Problem requirements: An exact copy of every record below is needed, with the pictures left out.

Stored records:

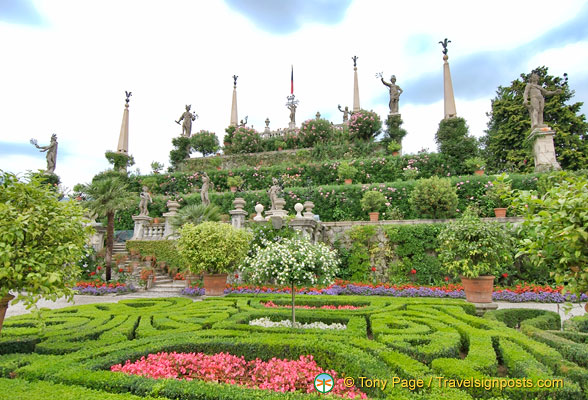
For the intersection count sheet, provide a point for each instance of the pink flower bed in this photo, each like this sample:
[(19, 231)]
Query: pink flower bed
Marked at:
[(271, 304), (275, 374)]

Exercise solution:
For the intersection count sheet, provide a point for each instance of the pink flower bed in this photo, each like this sample:
[(19, 231)]
Query: pink flower bed
Marked at:
[(271, 304), (275, 374)]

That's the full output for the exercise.